▶ _TASKS AND EXERCISES_:
**a.** In the excerpt about the Bailey brothers' early music career, what weekly pay did "Happy Johnny" offer Charlie to join his band?
**b.** Continue the account of the Bailey brothers' early career from where it stops.

▶ _EXCERPT PROVIDED_:
--- START ---

At ice cream suppers, church homecomings, community affairs, singing conventions and amateur contests Charlie and Danny would bring their mail order instruments and “do their thing.” This was in the days when sorghum molasses was made on the farm, and the small community would gather for the last “stir off.” While in their early teens the Baileys were invited by A. P. Carter to appear as guests at Clinch High School (which they later attended) with the Carter family. The Carters predicted they would become accomplished stage and radio entertainers.
In 1936, when Danny was reluctant to leave home, Charlie started his career on the road playing music, having teamed with Charlie Cope. According to Charles, “We started out more or less hitchhiking throughout the country, playing music here and there … and we came to Baltimore and we won eight straight amateur contests on “Happy Johnny” and his radio gang program over WBAL. They were a hundred dollar first prizes each so “Happy Johnny” gave me a job. He said he could afford to pay me better to work in his band at $50 a week than he could to pay me two or three hundred dollars a week by winning two or three contests. That’s kinda how I got started.” Charles stayed in Baltimore about six months and then went to Indianapolis to work the Old Hickory Night club with dobroist Zelma McIntosh.
“When he (McIntosh) was called back to the Army … I came home. That’s when Danny and I started our own group, ‘The Happy Valley Boys’. When we first started in music together in 1937 on WOPI, Bristol, Virginia, we both played guitars on the ‘Saturday Night Hayride’. Incidentally, Tennessee Ernie Ford was a messenger boy at WOPI when we went there … well, he did part-time announcing and worked around the station.”
In 1938 they moved to the stronger WJHL (today WJCW) in Johnson City, Tennessee. The Saturday night program was a “Barrel of Fun.” The Baileys journeyed to Knoxville, Tennessee to appear on WROL in 1940. “Here’s a real rare photo of our first band … we signed the negative your friends. We used to hitchhike down sixteen blocks every morning to go to the radio station … do our program and sixteen blocks back. Things were tough, we couldn’t afford a car then. The first shows we put on cost ten cents straight admission, and the first crowd we played to we made thirty-nine dollars … three hundred ninety people. Oh boy, we thought we were getting rich. Thirty-nine dollars in one night was pretty good money.”

--- END ---

▶ _INFORMATION SUPPLIED_:
--- START ---

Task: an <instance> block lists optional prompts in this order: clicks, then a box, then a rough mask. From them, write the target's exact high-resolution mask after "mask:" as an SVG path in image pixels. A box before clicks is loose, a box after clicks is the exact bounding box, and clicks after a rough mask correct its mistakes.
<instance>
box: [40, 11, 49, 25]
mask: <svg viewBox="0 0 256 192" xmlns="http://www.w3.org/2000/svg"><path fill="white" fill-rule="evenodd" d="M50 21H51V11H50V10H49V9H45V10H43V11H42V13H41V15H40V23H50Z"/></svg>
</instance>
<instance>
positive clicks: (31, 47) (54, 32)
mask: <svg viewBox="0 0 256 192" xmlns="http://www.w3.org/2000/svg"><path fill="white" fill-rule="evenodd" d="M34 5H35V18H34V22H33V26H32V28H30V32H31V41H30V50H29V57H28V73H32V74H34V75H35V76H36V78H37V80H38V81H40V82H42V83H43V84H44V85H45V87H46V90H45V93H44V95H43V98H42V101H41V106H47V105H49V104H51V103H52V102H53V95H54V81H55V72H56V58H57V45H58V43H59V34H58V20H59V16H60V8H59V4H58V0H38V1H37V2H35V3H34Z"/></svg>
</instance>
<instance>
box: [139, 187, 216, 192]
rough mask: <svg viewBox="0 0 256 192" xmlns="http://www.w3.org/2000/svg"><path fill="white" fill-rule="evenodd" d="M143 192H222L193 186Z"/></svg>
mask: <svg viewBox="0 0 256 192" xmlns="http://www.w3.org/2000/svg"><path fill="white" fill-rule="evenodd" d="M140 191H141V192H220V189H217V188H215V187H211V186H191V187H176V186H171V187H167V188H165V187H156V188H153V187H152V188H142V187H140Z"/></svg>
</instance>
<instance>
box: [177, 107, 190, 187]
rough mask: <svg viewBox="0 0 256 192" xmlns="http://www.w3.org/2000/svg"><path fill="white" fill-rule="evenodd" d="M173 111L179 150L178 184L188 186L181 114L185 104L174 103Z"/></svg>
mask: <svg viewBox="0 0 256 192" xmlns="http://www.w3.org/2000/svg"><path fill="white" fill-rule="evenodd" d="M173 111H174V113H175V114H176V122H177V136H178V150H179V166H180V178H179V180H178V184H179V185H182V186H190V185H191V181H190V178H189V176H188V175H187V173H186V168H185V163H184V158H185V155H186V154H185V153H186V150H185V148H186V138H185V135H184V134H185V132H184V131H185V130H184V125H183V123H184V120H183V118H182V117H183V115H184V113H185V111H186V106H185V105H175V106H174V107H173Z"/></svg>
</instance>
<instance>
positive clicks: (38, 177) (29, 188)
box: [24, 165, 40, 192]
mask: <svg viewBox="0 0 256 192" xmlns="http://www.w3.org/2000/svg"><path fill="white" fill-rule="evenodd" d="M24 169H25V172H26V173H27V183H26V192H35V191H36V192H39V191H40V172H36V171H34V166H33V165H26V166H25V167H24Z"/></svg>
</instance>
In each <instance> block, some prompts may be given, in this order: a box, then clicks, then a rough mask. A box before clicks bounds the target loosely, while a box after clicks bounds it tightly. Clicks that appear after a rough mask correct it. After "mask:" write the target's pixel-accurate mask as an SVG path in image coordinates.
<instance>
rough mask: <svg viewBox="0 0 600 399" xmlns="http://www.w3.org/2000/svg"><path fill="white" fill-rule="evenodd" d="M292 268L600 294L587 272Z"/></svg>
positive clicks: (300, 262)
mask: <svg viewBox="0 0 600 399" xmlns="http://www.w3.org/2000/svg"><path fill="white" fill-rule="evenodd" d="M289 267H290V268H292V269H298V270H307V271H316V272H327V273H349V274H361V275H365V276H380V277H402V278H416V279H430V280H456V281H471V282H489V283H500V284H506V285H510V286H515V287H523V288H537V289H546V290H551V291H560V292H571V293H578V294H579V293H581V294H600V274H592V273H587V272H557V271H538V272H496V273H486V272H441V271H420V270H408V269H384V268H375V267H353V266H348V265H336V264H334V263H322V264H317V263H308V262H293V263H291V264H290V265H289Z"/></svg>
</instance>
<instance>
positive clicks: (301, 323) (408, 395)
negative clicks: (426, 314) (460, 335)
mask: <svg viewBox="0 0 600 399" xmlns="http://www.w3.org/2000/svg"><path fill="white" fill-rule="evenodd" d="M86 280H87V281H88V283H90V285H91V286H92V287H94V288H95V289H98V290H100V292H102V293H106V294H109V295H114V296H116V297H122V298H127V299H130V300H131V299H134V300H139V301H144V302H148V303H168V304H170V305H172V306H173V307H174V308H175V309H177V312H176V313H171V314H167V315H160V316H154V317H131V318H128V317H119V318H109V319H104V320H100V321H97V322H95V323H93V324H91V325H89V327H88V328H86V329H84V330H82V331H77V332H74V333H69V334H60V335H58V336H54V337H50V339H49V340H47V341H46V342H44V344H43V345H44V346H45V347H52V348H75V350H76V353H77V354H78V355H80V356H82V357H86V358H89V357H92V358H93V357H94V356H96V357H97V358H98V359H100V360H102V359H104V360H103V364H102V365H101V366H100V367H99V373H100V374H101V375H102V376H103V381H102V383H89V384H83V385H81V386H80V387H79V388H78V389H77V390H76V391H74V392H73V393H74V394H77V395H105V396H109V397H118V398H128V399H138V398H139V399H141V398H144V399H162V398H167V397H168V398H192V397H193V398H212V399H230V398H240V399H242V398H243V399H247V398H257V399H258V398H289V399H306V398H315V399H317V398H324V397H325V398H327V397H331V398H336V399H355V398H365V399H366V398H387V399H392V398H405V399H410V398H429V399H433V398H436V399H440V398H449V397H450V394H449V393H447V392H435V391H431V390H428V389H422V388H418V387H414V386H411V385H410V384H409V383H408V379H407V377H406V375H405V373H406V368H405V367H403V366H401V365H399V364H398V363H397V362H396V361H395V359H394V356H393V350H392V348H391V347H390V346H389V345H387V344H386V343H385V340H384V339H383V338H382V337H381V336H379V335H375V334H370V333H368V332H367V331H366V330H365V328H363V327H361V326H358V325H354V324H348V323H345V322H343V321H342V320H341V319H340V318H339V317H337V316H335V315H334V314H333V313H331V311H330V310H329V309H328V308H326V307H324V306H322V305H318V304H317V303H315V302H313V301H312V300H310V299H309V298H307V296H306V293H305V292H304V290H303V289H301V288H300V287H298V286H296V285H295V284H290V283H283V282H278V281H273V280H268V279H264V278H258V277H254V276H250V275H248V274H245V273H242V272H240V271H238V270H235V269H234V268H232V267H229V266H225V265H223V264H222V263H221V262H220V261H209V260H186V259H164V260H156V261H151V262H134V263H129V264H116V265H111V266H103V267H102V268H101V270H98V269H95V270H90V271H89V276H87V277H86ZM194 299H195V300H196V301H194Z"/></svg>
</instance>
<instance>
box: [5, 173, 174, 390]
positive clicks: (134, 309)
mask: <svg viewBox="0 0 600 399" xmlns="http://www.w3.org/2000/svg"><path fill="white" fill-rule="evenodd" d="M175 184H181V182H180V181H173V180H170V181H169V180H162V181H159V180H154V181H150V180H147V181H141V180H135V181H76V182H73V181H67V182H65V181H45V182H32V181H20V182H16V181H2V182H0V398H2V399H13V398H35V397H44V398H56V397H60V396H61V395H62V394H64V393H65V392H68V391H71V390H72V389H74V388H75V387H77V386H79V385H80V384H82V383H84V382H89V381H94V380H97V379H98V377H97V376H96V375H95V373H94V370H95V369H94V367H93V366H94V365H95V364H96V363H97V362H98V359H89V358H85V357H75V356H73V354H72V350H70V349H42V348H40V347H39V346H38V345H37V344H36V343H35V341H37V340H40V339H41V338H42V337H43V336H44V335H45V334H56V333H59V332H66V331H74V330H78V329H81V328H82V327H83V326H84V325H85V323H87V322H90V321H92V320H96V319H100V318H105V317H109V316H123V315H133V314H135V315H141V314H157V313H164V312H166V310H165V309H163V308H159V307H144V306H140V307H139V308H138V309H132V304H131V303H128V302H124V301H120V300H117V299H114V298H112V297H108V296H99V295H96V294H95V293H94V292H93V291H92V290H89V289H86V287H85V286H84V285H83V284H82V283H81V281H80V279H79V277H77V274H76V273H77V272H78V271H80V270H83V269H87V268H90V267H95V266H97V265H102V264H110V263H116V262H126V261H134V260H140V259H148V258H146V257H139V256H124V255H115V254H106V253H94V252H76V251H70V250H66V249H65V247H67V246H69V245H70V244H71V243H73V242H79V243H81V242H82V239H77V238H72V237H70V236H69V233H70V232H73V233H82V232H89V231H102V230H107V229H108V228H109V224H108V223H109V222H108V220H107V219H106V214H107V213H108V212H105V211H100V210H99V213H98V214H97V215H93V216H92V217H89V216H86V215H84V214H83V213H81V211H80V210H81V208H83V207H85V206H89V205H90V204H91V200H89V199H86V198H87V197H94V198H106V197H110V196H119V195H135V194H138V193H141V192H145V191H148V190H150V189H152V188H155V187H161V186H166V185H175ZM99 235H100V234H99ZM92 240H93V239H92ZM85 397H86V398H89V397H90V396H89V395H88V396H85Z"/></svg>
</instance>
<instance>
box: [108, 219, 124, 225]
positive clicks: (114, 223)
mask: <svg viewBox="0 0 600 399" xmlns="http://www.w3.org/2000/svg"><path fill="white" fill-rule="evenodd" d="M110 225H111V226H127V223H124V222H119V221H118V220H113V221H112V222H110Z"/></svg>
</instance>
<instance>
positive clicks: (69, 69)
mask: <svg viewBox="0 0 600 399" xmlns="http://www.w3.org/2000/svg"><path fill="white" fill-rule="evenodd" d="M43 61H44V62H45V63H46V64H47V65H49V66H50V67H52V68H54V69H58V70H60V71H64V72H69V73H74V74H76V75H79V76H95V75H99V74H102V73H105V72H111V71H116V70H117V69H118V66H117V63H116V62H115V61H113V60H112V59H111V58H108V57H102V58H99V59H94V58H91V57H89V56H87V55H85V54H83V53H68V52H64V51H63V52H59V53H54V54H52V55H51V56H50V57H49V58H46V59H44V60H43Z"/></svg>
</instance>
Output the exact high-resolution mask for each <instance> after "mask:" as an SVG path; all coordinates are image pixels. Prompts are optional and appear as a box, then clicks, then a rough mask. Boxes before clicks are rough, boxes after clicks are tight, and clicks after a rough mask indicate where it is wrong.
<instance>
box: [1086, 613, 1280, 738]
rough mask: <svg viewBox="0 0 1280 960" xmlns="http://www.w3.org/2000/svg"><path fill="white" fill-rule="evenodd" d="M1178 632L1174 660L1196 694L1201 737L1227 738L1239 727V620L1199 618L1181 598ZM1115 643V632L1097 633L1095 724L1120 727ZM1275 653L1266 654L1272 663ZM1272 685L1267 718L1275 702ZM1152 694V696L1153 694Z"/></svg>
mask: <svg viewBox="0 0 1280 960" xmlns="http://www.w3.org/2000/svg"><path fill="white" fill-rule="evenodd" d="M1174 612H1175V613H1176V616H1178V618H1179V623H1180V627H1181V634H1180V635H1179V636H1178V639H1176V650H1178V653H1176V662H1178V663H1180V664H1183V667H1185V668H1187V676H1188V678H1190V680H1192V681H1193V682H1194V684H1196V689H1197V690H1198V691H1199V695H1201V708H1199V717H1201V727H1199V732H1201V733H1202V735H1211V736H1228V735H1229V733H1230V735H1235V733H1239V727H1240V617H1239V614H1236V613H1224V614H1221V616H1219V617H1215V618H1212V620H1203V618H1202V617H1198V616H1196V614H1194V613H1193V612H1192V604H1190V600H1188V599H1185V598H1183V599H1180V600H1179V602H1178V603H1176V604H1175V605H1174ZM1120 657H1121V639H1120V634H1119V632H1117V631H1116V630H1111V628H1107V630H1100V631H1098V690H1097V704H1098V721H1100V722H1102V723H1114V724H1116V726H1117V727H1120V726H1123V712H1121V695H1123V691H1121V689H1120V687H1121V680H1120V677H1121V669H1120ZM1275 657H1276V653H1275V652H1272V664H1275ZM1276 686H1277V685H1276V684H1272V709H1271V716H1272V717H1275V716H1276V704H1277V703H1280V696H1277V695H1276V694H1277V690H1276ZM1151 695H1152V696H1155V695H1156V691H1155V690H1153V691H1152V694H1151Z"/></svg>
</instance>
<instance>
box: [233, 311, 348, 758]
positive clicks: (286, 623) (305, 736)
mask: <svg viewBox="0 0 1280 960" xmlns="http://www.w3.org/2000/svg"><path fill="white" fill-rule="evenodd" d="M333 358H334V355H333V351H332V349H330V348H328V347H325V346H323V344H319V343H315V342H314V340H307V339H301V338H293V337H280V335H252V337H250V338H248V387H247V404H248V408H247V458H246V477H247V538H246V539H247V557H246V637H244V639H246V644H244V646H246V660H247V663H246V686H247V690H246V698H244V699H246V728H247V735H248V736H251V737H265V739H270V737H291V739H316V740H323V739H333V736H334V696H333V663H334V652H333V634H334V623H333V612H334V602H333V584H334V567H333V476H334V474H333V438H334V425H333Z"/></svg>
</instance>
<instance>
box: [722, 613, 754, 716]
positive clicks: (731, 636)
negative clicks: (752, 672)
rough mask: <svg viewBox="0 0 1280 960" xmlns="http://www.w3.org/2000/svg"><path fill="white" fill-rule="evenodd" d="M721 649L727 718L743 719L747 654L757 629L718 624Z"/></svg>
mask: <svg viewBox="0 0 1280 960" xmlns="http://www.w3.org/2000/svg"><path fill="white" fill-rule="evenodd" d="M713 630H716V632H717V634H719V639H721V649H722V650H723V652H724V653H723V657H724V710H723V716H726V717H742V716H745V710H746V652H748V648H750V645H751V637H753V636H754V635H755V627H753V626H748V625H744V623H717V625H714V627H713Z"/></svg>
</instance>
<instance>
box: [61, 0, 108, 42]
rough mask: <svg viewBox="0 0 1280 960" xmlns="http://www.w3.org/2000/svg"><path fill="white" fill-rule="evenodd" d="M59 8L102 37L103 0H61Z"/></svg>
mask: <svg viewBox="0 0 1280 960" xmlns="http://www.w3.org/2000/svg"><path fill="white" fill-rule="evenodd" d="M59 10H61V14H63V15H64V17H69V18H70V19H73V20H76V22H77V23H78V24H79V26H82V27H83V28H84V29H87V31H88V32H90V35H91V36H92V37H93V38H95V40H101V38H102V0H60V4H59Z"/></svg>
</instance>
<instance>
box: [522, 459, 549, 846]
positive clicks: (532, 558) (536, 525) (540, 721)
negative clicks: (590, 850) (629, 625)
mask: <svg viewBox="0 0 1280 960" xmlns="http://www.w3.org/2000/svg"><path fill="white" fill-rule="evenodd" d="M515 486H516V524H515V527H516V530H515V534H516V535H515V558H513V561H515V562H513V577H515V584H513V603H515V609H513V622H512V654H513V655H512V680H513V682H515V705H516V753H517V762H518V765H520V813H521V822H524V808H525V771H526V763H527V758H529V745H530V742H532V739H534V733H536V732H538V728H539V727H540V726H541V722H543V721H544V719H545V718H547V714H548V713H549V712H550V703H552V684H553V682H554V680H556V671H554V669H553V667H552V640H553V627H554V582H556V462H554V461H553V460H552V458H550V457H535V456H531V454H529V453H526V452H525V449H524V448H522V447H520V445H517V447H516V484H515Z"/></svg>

--- END ---

▶ _ANSWER SET_:
**a.** $50 a week

**b.**
Charlie and Danny advanced to the better known WNOX in Knoxville in late 1940 (a station that has been the training ground for Jim and Jesse McReynolds, Charles and Ira Louvin and so many more significant entertainers.) Smiling Eddie Hill hired the Bailey Brothers on the Tennessee Bam Dance. While appearing at WNOX, the first Happy Valley Quartet was formed with Charlie Bailey singing lead; Danny Bailey, tenor; Junior Gladson, baritone and Ernie Ford, bass.
“When we first went to Knoxville, we tried to get on with Cas Walker (the grocery store magnate) … he had Esco Hankins and his group working for him at the time. Cas wouldn’t even talk with us … so we started out with S.L. DeArmond Grocery, which was right next store to Cas, and the Hope Battery Company. After we worked for S. L. DeArmond for a while, his grocery started doing about three times the business Cas’ store was right beside it. So then Cas came to us … I was kinda independent too, so I made Cas come back about the third time, after he upped his price a couple of times … before we started with him in March of ‘41.”
In the latter part of 1941, the Bailey Brothers were offered a job at WSM Grand Ole Opry but declined the invitation until a second time. After Charlie and Danny finally decided to accept, as fate would have it, Charles was beckoned by the Army on August 21, 1941.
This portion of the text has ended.